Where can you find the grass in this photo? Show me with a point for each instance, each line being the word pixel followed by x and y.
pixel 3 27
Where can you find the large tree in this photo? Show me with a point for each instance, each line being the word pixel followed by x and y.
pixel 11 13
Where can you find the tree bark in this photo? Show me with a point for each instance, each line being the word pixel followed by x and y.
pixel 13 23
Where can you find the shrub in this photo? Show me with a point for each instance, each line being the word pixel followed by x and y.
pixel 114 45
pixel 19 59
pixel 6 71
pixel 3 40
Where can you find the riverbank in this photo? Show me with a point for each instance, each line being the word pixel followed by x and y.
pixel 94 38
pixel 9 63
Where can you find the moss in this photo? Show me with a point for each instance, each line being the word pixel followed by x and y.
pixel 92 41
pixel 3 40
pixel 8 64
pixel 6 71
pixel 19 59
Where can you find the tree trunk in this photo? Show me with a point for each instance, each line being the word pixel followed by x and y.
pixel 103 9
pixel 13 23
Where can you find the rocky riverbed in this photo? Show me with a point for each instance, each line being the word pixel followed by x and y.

_Problem to solve_
Reproduce every record above exactly as it is written.

_Written answer_
Where can you find the grass in this photo? Show me with a point for each instance, each line being the word pixel followed by x and y.
pixel 3 27
Where can you find the large tree in this photo? Show me with a point for each instance, each line being the word pixel followed by x and y.
pixel 11 13
Where can you find the tree bark in this photo? Show me with a point for each instance, each line being the word pixel followed by x and y.
pixel 13 23
Where can you find the shrub in this photo? Show me with a point for each instance, each line being the word pixel followed by x and y.
pixel 114 45
pixel 19 59
pixel 6 71
pixel 3 40
Where can you find the riverbank in this photo? Show me with a point for each instance, each line being the word pixel followed by x and y.
pixel 94 38
pixel 9 63
Where can you find the moss in this photo? Show me with a point for each instance, each line being the word pixel followed by x and y.
pixel 92 41
pixel 3 40
pixel 8 64
pixel 6 71
pixel 19 59
Where can you find the tree trunk in this photo? Show me with a point for each instance, each line being the word pixel followed by x and y.
pixel 103 9
pixel 13 23
Where can you find the rocky riverbed in this photo? Show me with a point for each instance, each line being the word pixel followed by x and y.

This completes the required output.